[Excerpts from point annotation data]
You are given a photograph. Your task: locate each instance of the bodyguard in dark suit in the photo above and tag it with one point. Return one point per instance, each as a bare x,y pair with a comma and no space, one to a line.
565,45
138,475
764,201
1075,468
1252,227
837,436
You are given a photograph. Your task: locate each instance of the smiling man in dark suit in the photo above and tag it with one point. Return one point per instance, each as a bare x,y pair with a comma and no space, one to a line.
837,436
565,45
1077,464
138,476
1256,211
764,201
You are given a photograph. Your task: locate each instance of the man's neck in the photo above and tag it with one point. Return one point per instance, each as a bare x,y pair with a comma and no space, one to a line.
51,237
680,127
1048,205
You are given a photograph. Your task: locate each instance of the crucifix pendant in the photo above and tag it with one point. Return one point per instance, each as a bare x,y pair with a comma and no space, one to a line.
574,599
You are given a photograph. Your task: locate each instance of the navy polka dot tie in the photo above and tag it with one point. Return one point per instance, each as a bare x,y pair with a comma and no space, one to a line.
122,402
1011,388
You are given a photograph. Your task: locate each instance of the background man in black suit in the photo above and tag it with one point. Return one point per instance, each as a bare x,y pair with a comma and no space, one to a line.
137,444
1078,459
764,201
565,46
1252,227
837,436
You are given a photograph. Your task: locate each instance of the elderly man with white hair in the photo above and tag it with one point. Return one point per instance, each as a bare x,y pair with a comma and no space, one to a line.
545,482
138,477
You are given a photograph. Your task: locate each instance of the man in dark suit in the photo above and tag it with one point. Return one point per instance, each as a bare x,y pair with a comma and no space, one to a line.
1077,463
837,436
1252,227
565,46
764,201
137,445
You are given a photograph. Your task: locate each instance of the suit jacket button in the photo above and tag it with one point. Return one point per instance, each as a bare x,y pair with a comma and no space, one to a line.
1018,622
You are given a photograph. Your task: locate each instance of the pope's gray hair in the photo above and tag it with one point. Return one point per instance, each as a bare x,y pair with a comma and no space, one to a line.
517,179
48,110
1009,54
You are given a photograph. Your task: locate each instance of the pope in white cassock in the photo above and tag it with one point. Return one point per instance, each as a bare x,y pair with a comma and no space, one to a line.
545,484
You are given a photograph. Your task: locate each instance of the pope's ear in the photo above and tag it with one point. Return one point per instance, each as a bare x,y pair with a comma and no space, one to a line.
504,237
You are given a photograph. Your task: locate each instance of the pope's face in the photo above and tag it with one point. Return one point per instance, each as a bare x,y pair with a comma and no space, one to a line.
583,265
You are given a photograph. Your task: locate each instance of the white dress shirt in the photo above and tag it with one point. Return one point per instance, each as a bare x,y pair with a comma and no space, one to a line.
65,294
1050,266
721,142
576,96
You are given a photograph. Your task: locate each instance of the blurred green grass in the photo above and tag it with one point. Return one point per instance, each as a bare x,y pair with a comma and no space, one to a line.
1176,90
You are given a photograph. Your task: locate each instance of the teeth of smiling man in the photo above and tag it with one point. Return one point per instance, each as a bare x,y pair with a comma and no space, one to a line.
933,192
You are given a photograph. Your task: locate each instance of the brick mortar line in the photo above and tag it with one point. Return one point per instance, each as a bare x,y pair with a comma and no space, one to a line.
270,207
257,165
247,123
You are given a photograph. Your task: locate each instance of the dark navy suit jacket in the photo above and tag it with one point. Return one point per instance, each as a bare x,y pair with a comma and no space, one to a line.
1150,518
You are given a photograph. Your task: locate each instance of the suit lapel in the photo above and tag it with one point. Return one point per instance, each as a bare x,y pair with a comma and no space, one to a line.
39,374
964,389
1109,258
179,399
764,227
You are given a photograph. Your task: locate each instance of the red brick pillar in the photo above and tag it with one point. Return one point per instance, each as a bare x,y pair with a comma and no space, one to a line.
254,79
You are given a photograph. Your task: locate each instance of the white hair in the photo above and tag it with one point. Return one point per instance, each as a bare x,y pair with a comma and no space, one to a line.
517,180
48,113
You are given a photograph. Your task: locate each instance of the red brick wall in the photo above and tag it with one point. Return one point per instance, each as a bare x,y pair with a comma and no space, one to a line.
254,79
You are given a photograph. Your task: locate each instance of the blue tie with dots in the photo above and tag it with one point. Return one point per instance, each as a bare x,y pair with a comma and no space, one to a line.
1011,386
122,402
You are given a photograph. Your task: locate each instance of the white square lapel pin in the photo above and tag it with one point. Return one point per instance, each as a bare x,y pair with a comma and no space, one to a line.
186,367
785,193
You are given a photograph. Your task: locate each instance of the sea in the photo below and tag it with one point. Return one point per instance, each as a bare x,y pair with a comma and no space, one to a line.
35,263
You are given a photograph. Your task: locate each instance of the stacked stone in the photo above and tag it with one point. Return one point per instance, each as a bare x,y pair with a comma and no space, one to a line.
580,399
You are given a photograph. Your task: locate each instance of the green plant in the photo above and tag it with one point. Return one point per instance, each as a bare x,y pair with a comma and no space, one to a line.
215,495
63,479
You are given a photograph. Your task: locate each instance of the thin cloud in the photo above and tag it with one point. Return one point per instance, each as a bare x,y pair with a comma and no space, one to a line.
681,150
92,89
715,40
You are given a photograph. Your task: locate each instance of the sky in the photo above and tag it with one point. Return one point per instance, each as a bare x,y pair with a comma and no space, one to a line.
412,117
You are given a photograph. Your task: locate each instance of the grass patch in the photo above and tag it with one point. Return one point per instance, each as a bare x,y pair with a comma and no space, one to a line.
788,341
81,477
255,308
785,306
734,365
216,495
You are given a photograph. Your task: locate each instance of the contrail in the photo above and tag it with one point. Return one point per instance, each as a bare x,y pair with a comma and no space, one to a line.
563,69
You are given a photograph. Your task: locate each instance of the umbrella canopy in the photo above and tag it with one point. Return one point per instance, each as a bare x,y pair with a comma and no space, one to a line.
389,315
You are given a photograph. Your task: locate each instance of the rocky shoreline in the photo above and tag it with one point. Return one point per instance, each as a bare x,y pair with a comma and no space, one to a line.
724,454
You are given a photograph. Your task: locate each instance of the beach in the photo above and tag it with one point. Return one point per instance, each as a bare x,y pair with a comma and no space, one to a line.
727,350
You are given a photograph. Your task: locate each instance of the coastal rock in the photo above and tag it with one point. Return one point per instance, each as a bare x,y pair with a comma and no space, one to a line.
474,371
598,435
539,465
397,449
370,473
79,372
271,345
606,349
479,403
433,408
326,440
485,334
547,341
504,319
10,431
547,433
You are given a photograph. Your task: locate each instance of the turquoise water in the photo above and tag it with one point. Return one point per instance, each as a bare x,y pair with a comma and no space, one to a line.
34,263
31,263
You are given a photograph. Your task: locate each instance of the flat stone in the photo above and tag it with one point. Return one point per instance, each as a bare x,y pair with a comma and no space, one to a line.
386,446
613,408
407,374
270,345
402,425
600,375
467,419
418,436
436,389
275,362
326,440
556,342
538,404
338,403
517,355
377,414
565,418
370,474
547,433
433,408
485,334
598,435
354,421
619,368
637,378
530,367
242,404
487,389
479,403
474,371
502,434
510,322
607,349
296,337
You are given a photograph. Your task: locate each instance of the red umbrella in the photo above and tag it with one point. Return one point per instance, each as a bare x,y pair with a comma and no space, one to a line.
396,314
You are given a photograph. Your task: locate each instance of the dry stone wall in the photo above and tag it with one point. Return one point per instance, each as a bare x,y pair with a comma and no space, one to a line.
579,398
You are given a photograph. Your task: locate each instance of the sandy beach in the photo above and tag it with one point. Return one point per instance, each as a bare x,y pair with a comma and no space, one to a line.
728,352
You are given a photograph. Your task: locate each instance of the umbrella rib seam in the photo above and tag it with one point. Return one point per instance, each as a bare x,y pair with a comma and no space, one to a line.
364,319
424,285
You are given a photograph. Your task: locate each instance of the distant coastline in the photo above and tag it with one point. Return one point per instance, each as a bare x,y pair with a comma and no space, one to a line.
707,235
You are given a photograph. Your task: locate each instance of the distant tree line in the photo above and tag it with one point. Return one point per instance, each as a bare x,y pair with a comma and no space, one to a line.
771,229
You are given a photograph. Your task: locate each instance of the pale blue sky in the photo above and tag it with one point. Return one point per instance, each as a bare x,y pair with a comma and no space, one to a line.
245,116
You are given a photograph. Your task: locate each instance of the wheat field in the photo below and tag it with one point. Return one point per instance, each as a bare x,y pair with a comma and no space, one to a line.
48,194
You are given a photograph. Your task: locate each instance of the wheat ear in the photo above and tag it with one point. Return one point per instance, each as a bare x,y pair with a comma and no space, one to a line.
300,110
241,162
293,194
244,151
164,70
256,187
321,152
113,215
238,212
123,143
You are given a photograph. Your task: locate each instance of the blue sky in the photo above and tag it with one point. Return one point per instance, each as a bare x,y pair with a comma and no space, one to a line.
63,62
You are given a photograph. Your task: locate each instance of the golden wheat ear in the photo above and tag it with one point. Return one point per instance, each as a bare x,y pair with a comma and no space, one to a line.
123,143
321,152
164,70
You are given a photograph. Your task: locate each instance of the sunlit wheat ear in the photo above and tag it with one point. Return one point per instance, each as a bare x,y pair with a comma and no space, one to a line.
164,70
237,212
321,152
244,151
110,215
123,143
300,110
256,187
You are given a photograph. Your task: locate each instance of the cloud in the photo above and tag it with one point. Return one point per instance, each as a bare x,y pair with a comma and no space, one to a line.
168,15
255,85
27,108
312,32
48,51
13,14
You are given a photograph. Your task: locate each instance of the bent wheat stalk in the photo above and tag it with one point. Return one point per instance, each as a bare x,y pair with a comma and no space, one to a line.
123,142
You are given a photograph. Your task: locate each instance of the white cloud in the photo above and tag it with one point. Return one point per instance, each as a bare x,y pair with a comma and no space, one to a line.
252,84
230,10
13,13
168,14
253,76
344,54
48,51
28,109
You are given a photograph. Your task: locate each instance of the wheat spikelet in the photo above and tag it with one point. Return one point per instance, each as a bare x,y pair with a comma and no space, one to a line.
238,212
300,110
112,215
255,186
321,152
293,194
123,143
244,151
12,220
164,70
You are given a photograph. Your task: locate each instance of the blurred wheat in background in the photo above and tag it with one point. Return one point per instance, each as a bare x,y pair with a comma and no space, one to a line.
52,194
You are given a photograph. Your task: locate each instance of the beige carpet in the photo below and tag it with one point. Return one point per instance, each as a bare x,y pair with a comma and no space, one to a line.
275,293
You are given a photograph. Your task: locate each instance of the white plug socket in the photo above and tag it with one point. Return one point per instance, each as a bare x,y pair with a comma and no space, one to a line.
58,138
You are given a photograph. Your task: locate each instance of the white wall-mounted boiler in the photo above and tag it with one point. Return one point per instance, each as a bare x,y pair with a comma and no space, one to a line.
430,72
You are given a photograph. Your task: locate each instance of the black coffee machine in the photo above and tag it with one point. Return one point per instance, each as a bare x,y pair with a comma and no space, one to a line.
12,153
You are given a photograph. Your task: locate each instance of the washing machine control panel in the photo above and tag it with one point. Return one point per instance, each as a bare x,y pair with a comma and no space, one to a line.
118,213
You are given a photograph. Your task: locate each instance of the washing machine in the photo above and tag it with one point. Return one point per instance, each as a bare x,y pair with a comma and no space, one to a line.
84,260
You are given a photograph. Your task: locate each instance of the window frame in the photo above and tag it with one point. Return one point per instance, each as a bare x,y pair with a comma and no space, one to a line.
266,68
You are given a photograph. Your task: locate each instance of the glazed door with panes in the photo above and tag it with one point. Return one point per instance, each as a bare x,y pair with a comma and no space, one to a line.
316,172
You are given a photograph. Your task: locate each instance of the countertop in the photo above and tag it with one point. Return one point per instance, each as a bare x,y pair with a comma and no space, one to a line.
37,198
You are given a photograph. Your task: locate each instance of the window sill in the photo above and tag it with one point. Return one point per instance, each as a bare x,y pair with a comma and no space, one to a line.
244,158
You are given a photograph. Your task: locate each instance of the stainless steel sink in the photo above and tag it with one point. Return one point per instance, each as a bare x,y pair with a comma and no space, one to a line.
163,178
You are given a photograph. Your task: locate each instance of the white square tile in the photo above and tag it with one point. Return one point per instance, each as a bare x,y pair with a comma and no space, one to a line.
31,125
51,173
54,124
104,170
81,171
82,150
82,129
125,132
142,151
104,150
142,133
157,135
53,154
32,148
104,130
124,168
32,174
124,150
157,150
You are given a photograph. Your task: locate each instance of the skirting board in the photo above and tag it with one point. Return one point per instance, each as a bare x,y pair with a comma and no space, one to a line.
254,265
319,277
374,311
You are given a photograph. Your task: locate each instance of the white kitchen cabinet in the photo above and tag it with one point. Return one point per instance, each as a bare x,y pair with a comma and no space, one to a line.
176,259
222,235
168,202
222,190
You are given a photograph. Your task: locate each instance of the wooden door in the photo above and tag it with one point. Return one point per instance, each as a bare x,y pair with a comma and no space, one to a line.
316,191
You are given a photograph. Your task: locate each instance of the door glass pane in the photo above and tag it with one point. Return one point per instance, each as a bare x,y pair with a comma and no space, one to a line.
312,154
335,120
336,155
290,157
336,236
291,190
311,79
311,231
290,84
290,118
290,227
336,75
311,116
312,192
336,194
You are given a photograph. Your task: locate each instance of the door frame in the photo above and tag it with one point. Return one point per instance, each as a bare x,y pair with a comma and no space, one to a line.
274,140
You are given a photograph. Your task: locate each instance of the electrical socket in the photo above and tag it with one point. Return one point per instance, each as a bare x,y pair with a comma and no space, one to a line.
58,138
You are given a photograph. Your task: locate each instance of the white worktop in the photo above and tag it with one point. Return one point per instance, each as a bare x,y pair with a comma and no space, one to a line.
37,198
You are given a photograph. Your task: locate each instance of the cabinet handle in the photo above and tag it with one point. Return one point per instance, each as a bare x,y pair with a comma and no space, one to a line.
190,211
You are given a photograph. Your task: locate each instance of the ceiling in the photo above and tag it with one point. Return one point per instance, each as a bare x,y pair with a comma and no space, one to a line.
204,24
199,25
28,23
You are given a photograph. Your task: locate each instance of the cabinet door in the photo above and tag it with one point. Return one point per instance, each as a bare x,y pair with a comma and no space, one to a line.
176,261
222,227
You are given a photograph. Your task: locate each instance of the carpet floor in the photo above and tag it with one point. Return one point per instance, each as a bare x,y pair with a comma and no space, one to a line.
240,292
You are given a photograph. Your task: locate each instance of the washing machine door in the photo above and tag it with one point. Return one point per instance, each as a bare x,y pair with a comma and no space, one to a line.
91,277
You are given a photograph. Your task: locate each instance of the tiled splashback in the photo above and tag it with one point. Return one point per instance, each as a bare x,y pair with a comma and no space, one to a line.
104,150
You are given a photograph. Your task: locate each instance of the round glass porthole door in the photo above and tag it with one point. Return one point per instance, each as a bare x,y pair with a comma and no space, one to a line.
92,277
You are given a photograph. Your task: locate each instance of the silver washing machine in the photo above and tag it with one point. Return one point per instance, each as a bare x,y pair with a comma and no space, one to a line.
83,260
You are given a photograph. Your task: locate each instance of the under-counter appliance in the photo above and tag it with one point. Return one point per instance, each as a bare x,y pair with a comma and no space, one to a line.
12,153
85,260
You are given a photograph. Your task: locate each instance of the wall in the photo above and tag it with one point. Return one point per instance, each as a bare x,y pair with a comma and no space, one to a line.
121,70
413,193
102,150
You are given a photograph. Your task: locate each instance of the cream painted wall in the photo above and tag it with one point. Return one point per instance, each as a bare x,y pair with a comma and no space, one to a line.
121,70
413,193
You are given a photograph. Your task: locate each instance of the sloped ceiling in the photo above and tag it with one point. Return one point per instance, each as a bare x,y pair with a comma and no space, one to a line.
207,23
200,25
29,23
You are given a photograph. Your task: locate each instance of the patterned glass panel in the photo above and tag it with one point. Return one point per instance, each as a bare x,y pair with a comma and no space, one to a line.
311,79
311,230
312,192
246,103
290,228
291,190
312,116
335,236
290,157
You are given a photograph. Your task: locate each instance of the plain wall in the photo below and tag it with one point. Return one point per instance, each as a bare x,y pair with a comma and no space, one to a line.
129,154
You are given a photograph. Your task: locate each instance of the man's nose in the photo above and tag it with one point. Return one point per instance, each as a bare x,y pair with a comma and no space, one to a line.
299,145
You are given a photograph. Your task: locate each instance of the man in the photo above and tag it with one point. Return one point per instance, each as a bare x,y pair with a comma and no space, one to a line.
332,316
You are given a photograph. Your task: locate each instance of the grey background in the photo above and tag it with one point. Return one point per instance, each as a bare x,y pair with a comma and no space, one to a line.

» Work to be completed: Give back exactly the lines from the line holding "of the wall" through the last line of the listing, including both.

» Written solution:
You are given a photograph. Your task: locate each instance of the wall in the photo above and tag it with one point. Return one point per instance, each as a bare x,y pair with a comma and no space, one to a line.
121,70
413,193
102,150
You are given a photograph. Your task: locate each instance of the cream painted wall in the photo above and tag it with one point. Return one point per instance, each as a bare x,y pair with a comma and no space, one to a line.
121,70
413,193
You are given a photograph. Your task: locate each instance of the sloped ceiling in the photo above and tag it with one point. Return one point per instance, each as a bare x,y pair with a comma and no space, one to a line.
207,23
200,25
29,23
You are given a photograph. Your task: locate each instance of the patterned glass panel in the photo above and tag it with one point. Return one point per instance, each as a bare x,y pair with a comma and no space, one to a line.
311,79
311,230
312,192
246,103
290,228
291,190
312,116
335,236
290,157
You are given a photograph. Your task: locate each instance of the plain wall in the photo below and tag it with one point. Return one point per instance, each as a bare x,y pair with a comma and no space, one to a line.
129,154
You are given a photograph. Your task: locate each instance of the man's nose in the photo above and tag it with one point. Return one point per instance, each as a bare x,y pair with a comma and no space, one to a line.
299,145
You are given a photograph. Your task: locate each instance of the man in the photo above and tag it with one point. Return one point per instance, each as a bare x,y pair with a comma and no space, one to a line.
332,316
You are given a photograph. Your task: locate each instance of the grey background in the photo above and tag it with one point. Return one point per instance, each as a bare x,y pair with a comma and no space, one to a line.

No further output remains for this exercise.